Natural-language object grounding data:
**********

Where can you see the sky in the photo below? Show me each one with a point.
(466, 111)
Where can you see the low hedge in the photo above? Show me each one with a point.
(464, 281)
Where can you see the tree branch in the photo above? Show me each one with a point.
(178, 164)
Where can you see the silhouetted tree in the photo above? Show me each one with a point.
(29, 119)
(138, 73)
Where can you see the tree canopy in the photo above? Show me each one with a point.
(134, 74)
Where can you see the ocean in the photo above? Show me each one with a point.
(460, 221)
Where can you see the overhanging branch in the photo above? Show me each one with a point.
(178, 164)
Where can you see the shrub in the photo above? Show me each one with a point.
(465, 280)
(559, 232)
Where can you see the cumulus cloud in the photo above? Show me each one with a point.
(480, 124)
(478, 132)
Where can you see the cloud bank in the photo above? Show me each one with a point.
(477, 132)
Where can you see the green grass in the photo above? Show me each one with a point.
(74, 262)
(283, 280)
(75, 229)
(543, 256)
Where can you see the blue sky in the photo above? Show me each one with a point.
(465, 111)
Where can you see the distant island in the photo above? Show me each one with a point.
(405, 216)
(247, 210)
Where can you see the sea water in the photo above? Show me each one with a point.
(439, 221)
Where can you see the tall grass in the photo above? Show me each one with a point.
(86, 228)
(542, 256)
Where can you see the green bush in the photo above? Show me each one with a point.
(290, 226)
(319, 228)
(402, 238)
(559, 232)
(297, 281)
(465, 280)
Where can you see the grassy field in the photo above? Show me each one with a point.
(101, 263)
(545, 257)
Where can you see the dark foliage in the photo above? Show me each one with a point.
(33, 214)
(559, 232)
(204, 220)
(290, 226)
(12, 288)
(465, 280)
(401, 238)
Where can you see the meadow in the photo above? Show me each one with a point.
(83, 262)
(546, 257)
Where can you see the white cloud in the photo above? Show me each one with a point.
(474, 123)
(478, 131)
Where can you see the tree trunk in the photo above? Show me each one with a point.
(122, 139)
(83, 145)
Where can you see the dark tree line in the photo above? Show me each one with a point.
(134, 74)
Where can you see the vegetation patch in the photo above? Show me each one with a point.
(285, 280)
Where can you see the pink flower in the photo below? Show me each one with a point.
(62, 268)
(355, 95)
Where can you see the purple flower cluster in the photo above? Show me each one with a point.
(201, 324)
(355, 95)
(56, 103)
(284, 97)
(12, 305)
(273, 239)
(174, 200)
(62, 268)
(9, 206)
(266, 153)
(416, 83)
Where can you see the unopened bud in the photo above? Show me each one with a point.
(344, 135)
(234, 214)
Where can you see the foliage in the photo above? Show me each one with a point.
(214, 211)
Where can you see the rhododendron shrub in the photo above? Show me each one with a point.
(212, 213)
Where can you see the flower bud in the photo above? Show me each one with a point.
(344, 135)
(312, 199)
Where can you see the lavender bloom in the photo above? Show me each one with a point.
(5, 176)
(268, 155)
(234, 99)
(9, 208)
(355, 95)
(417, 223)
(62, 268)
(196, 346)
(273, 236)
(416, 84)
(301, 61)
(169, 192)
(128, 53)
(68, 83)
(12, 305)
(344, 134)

**********

→ WHAT YOU WILL DO
Each line from the one containing "Where can you see the meadow" to the close of the records must appear in the output exactly, and no other line.

→ FINAL ANSWER
Where can you see the meadow in the photo above? Show me each one with a point.
(83, 262)
(546, 257)
Where can you see the white cloud in the photo above? Show me each one with a point.
(474, 123)
(478, 131)
Where can you see the tree trunk in the photo above? Show me each one with a point.
(122, 139)
(83, 145)
Where can you see the dark tree line in the photo above? Show me each one with a point.
(134, 74)
Where can you see the vegetation patch in the photo above? Show me each one with a point.
(285, 280)
Where can you see the pink flower in the photo below? Show me each one with a point.
(62, 268)
(355, 95)
Where can you see the purple flower cluster in the photo above? Show me each one with a point.
(201, 324)
(355, 95)
(56, 103)
(284, 97)
(12, 305)
(273, 239)
(174, 200)
(62, 268)
(9, 206)
(266, 153)
(416, 83)
Where can you see the unopened bud in the photo above? Show me each one with a point.
(344, 135)
(234, 214)
Where can you see the foliage in the photo above? Show me each one with a point.
(214, 211)
Where can you see the rhododendron shrub in the photo above? Show me each one with a point.
(212, 213)
Where can you see the flower bud in the photo above? Show me each one with a point.
(344, 135)
(312, 199)
Where can you see the lavender bloom in the photo above? Show me each one with a point.
(5, 176)
(268, 155)
(234, 99)
(9, 208)
(355, 95)
(417, 223)
(62, 268)
(196, 346)
(273, 236)
(416, 84)
(301, 61)
(169, 192)
(128, 53)
(68, 83)
(12, 305)
(344, 134)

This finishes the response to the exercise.